:: Dataset records
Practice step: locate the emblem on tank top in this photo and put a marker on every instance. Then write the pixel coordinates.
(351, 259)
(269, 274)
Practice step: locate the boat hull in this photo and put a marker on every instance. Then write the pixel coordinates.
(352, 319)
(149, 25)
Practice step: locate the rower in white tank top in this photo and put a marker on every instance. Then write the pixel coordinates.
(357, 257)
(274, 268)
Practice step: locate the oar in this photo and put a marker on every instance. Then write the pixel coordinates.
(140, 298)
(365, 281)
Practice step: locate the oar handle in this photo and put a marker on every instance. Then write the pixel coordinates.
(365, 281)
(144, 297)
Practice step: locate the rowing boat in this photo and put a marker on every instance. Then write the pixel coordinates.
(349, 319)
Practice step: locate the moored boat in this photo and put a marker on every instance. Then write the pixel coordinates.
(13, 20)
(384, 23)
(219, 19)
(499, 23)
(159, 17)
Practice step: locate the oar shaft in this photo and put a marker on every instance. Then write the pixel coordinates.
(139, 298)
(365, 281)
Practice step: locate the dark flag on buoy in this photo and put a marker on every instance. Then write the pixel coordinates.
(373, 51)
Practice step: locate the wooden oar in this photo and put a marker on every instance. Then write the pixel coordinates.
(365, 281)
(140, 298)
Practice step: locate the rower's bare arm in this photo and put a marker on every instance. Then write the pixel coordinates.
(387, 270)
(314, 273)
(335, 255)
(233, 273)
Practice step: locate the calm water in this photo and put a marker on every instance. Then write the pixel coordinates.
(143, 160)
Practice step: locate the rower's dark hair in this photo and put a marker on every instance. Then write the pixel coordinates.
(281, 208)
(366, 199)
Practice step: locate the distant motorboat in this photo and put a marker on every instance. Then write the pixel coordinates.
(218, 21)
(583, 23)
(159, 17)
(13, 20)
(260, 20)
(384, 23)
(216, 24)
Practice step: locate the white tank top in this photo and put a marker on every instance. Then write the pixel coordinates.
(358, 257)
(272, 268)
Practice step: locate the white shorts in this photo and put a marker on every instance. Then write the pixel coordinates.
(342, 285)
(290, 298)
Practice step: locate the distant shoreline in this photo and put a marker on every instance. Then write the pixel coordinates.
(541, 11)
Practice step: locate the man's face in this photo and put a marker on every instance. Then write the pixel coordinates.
::::
About this task
Leave out every line before the one containing "Practice step: locate the moored"; set down that line and all remaining lines of the material exactly.

Answer box
Practice step: locate the moored boat in this photo and put a marker on every instance. Then write the pixel coordinates.
(13, 20)
(384, 23)
(219, 19)
(499, 23)
(159, 17)
Practice step: locate the oar shaft in this photo and put a marker on every instance. Then write the pixel coordinates.
(139, 298)
(365, 281)
Practice step: locate the dark flag on buoy in this photo and put a marker on every instance. Then write the pixel coordinates.
(373, 51)
Practice step: locate the wooden oar in this photo and put a marker on every instance. Then write the pixel coordinates.
(365, 281)
(140, 298)
Practice step: locate the rower's bare arm in this photo and put a marker on every instance. Then write the pixel coordinates.
(387, 270)
(314, 273)
(335, 255)
(233, 273)
Practice step: locate the calm water in this photo and put a marker on every instance. Then write the pixel coordinates.
(143, 160)
Practice step: locate the rower's dark hair in this photo and put a marker on every instance. Then write the pixel coordinates.
(281, 208)
(366, 199)
Practice step: locate the distant motorboat in this photo and put a marker on every instance. Then write the pixel coordinates.
(218, 21)
(583, 23)
(159, 17)
(13, 20)
(260, 20)
(384, 23)
(216, 24)
Practice step: locate the white tank top in this photo and put a marker on every instance. Then write the pixel coordinates.
(358, 257)
(272, 268)
Practice step: locate the white shorts in this photo and put a marker on every instance. Then write the pixel coordinates.
(342, 285)
(290, 298)
Practice step: locate the distant shoreline in this photo and put a marker on every instance. Then write the pixel coordinates.
(541, 11)
Practice step: locate the man's face in this photo and put a marker on every instance. Then write the pixel coordinates.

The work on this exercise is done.